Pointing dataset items
========================================
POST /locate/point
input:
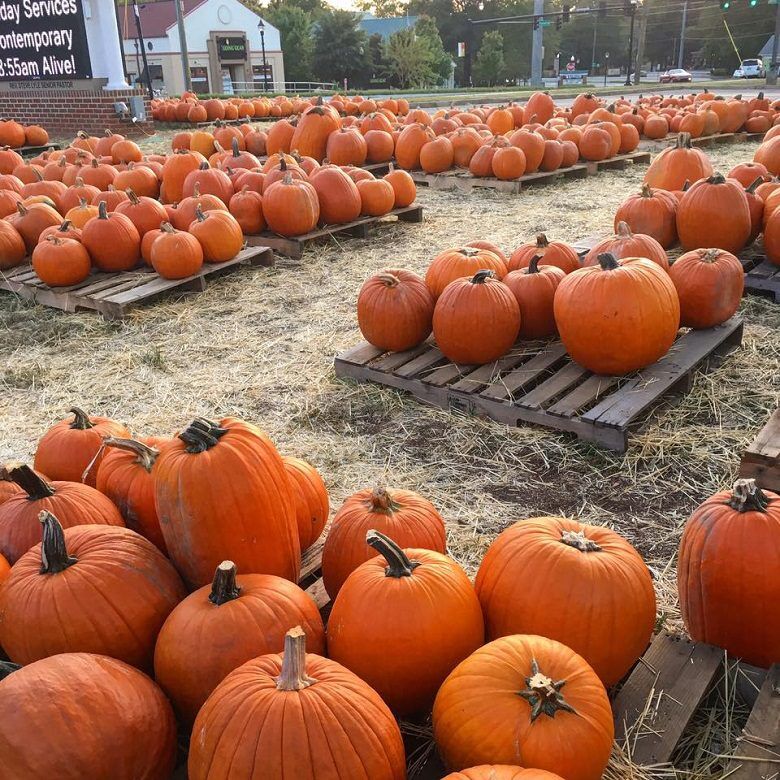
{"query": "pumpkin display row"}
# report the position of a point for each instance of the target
(617, 311)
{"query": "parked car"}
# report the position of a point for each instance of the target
(750, 69)
(675, 76)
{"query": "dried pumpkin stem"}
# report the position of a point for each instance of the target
(223, 586)
(579, 541)
(54, 553)
(544, 694)
(33, 484)
(746, 496)
(399, 565)
(293, 676)
(145, 455)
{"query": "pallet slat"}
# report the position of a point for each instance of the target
(661, 695)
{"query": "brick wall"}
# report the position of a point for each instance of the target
(63, 112)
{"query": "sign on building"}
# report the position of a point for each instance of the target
(231, 48)
(43, 39)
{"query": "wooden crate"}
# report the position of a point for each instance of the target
(761, 460)
(661, 695)
(294, 247)
(114, 294)
(538, 383)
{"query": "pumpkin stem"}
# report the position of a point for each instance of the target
(224, 587)
(201, 435)
(543, 694)
(33, 484)
(54, 553)
(399, 564)
(388, 279)
(748, 497)
(579, 541)
(608, 261)
(480, 277)
(293, 676)
(145, 455)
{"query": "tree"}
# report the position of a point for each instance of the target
(340, 48)
(489, 65)
(294, 25)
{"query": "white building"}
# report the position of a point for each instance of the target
(223, 40)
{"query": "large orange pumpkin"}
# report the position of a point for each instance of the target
(253, 523)
(68, 448)
(553, 559)
(276, 701)
(709, 283)
(476, 320)
(395, 310)
(371, 630)
(405, 516)
(525, 700)
(92, 588)
(726, 572)
(223, 625)
(616, 317)
(110, 703)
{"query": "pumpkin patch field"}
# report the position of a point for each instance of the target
(489, 587)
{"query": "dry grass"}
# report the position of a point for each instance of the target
(260, 345)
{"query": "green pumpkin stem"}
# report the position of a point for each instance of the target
(608, 261)
(544, 695)
(579, 541)
(399, 564)
(201, 435)
(54, 553)
(81, 421)
(746, 496)
(145, 455)
(33, 484)
(293, 676)
(223, 586)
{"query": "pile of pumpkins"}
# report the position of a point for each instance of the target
(175, 558)
(189, 108)
(15, 135)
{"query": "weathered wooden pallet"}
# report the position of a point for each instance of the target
(658, 700)
(114, 294)
(761, 460)
(294, 247)
(31, 151)
(462, 180)
(538, 383)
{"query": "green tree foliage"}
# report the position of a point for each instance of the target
(295, 26)
(489, 64)
(341, 48)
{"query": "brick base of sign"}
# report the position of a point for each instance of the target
(63, 112)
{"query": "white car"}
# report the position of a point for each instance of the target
(750, 69)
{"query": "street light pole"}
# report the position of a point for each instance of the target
(630, 46)
(681, 53)
(261, 27)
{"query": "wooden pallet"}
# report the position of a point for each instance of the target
(462, 180)
(661, 695)
(761, 460)
(31, 151)
(538, 383)
(294, 247)
(114, 294)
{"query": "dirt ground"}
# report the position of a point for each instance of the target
(259, 344)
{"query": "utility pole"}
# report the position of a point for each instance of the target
(681, 53)
(185, 56)
(538, 46)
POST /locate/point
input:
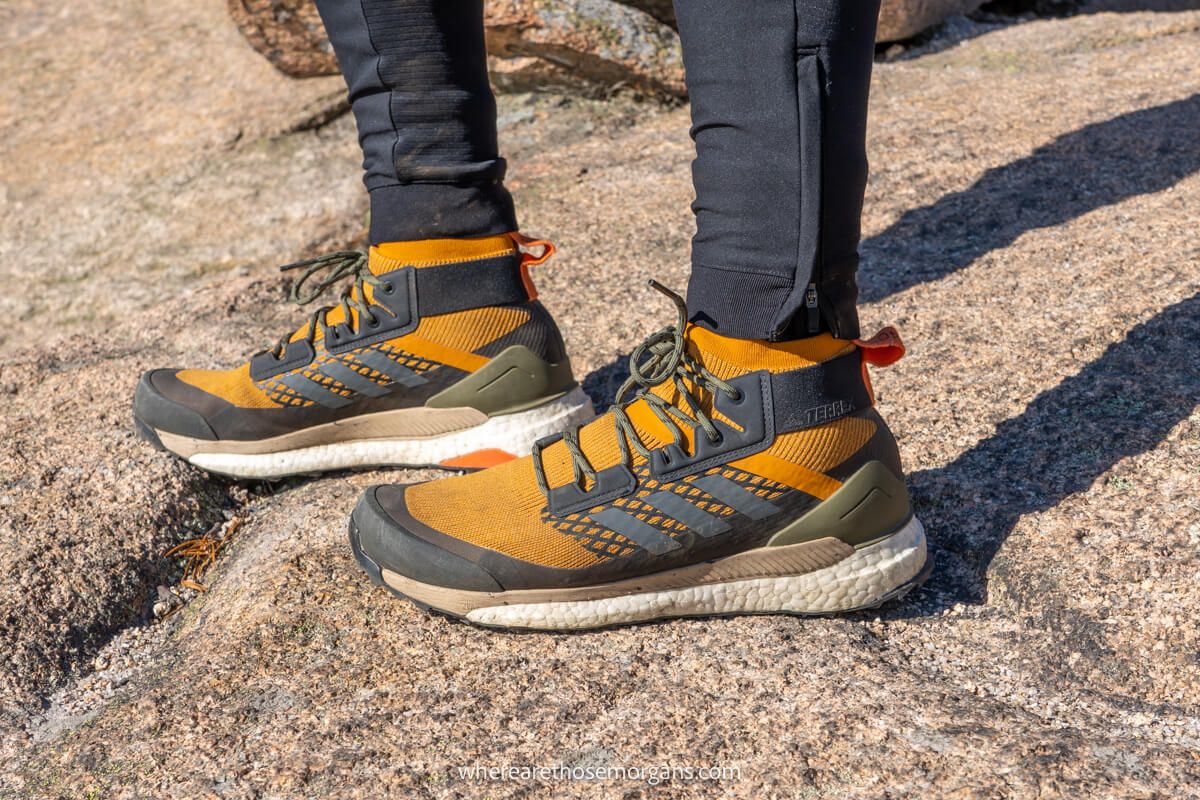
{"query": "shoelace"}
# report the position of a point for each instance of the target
(339, 265)
(669, 360)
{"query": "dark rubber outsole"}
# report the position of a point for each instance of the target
(376, 573)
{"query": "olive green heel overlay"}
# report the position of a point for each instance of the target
(514, 380)
(871, 504)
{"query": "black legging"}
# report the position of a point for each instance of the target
(778, 91)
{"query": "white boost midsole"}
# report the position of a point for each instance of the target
(861, 579)
(514, 433)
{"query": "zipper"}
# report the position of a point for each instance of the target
(810, 307)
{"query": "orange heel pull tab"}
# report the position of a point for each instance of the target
(883, 349)
(478, 459)
(529, 259)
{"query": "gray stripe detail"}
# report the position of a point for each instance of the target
(310, 389)
(737, 498)
(635, 530)
(354, 380)
(673, 505)
(397, 372)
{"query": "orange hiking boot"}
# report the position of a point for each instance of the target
(438, 354)
(731, 476)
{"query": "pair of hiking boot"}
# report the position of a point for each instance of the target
(730, 476)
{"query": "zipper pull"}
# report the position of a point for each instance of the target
(810, 305)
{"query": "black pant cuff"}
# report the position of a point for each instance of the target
(413, 211)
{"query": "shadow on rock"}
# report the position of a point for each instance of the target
(1140, 152)
(601, 384)
(1121, 404)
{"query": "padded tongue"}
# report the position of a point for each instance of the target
(430, 252)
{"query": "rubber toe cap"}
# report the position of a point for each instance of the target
(153, 410)
(385, 536)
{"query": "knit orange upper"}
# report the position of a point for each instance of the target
(438, 340)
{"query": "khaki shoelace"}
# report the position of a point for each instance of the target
(663, 356)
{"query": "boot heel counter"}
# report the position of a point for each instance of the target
(527, 367)
(882, 446)
(547, 337)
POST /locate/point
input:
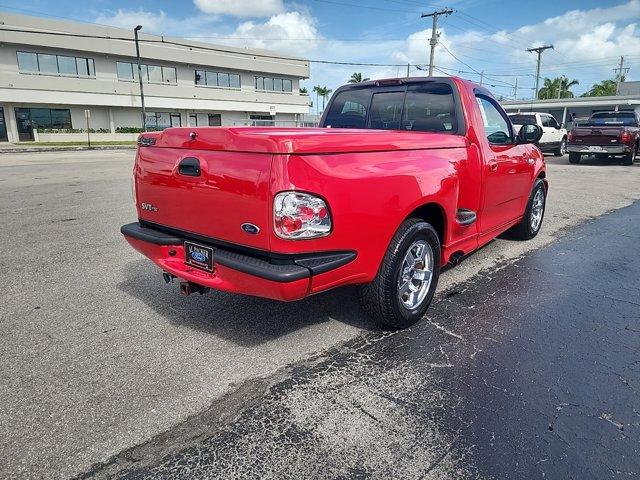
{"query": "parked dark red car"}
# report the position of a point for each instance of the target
(606, 134)
(404, 176)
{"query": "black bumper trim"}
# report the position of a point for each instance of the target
(279, 268)
(137, 231)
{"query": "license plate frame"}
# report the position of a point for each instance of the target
(199, 256)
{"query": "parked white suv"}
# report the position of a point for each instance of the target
(554, 136)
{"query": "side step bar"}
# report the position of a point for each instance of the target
(465, 217)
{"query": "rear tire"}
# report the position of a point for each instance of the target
(388, 299)
(562, 149)
(629, 159)
(531, 222)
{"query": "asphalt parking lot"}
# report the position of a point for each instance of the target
(99, 355)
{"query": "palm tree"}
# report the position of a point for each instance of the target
(603, 89)
(557, 88)
(317, 90)
(357, 78)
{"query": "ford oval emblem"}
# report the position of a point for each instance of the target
(199, 257)
(250, 228)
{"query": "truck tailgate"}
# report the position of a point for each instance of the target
(596, 135)
(230, 188)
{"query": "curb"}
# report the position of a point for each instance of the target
(65, 149)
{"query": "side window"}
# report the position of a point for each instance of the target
(348, 109)
(496, 126)
(430, 107)
(386, 109)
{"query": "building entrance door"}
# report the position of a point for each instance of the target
(25, 127)
(3, 127)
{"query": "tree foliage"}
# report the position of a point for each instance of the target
(603, 89)
(559, 87)
(356, 77)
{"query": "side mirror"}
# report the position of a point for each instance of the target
(529, 133)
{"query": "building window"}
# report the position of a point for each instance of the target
(261, 120)
(217, 79)
(150, 73)
(205, 119)
(274, 84)
(41, 118)
(47, 64)
(162, 120)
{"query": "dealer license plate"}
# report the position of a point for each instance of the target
(198, 256)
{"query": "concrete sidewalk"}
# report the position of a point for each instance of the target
(13, 148)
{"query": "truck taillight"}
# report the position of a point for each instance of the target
(625, 137)
(300, 215)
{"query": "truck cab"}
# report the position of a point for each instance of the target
(554, 135)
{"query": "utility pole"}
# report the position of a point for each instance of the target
(560, 87)
(539, 51)
(434, 33)
(144, 113)
(620, 71)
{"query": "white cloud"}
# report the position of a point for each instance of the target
(291, 32)
(153, 22)
(240, 8)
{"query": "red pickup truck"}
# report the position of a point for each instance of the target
(404, 176)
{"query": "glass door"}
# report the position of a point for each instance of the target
(3, 127)
(25, 127)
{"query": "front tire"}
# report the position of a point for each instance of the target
(407, 279)
(531, 222)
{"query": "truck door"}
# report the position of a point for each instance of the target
(508, 172)
(550, 130)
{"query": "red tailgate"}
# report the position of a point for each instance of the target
(230, 189)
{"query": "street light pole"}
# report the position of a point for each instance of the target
(434, 34)
(539, 51)
(144, 113)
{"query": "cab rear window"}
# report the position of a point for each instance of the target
(424, 107)
(614, 118)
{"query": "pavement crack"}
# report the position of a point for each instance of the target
(445, 330)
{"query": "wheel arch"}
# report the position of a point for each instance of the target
(434, 214)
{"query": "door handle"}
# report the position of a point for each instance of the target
(189, 166)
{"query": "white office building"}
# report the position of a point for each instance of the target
(52, 72)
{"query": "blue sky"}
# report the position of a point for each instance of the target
(487, 36)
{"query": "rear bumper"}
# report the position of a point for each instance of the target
(602, 149)
(285, 277)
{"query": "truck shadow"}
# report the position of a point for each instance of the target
(602, 162)
(243, 320)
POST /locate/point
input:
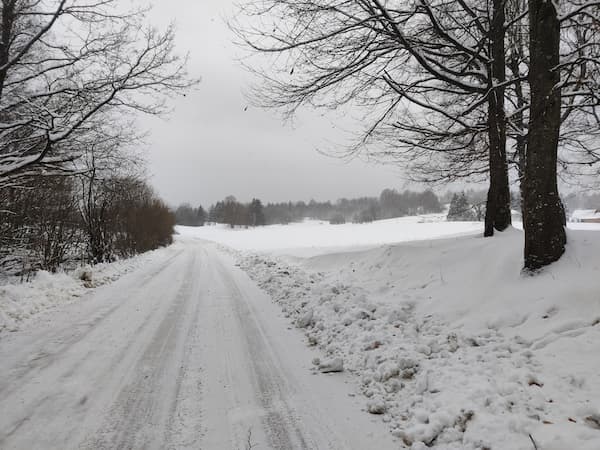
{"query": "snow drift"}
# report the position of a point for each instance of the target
(451, 344)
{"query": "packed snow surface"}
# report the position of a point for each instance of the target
(450, 344)
(418, 333)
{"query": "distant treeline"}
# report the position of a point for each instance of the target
(391, 203)
(60, 221)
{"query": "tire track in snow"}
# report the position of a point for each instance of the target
(145, 407)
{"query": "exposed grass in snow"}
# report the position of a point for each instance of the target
(22, 302)
(448, 341)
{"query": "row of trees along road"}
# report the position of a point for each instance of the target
(72, 72)
(451, 89)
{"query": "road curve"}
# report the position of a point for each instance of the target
(185, 353)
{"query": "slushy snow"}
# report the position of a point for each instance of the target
(449, 343)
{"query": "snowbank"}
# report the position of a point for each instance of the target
(20, 302)
(451, 344)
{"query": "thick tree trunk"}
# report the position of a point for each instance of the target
(497, 214)
(545, 236)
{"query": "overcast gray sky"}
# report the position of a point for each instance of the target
(210, 147)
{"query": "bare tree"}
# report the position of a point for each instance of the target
(543, 215)
(430, 72)
(65, 63)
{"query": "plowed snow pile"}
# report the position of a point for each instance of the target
(22, 302)
(450, 343)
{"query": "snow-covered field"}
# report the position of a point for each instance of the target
(316, 237)
(440, 336)
(449, 343)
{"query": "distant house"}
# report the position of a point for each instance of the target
(586, 216)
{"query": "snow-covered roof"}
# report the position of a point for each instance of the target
(585, 214)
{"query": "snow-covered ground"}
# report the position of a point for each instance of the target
(313, 237)
(443, 342)
(23, 302)
(446, 339)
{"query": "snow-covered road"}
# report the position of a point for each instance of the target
(184, 353)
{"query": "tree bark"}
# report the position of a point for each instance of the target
(497, 214)
(545, 236)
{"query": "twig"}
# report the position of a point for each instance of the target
(533, 442)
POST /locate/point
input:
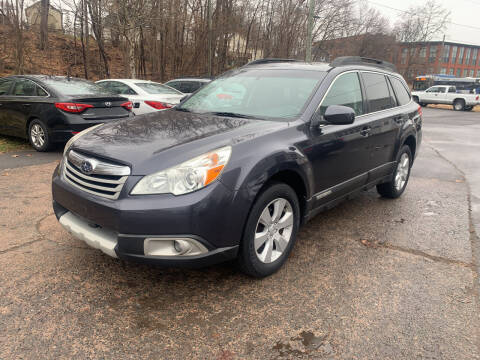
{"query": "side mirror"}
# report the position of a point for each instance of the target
(339, 115)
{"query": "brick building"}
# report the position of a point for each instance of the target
(438, 57)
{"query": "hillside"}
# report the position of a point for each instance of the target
(60, 55)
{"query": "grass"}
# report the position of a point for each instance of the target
(8, 143)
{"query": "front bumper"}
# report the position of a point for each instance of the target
(130, 248)
(121, 227)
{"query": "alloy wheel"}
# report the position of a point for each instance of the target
(274, 230)
(37, 134)
(401, 175)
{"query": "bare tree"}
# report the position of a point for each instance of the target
(45, 7)
(418, 25)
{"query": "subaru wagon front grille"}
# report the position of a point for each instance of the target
(94, 176)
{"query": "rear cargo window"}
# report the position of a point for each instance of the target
(403, 95)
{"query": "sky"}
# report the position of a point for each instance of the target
(463, 12)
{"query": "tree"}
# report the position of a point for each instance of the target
(45, 7)
(418, 25)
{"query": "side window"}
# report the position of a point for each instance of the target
(393, 100)
(27, 88)
(5, 85)
(345, 91)
(403, 95)
(377, 92)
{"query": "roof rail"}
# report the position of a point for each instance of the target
(358, 60)
(268, 61)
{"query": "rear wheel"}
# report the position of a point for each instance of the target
(270, 232)
(38, 136)
(395, 188)
(459, 105)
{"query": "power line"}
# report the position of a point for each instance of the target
(405, 12)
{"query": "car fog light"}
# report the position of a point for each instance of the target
(181, 246)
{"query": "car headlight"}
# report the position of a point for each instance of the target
(186, 177)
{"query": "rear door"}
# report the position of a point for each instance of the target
(26, 99)
(384, 120)
(5, 87)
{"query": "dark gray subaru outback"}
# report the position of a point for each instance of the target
(235, 169)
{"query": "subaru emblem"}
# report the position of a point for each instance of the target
(86, 167)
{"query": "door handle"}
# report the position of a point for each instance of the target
(365, 131)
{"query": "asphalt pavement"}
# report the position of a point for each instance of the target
(370, 279)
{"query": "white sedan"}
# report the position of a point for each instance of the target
(146, 96)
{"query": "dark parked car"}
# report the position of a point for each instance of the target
(188, 85)
(233, 171)
(51, 109)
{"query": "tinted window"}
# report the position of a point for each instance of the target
(74, 87)
(190, 86)
(345, 91)
(174, 84)
(393, 100)
(27, 88)
(377, 92)
(5, 86)
(277, 94)
(156, 88)
(403, 95)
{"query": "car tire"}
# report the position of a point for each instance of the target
(39, 136)
(459, 105)
(395, 188)
(270, 232)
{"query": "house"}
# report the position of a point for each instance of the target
(34, 16)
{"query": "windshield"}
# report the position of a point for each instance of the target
(277, 94)
(75, 87)
(156, 88)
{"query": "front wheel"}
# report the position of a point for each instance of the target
(38, 136)
(395, 188)
(270, 232)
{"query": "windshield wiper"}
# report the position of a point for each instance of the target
(230, 114)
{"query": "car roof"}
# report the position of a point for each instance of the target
(345, 63)
(199, 79)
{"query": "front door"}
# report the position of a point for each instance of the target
(339, 153)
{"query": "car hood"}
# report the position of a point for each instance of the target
(159, 140)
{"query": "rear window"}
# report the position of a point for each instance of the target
(403, 95)
(155, 88)
(377, 92)
(75, 87)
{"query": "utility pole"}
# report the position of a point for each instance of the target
(209, 35)
(308, 50)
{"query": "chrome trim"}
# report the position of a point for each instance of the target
(89, 178)
(101, 167)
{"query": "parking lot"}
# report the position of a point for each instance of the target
(372, 278)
========================================
## Set exercise
How many lines in the items above contain the string "covered"? Case counts. Reply with the number only.

## Exercise response
4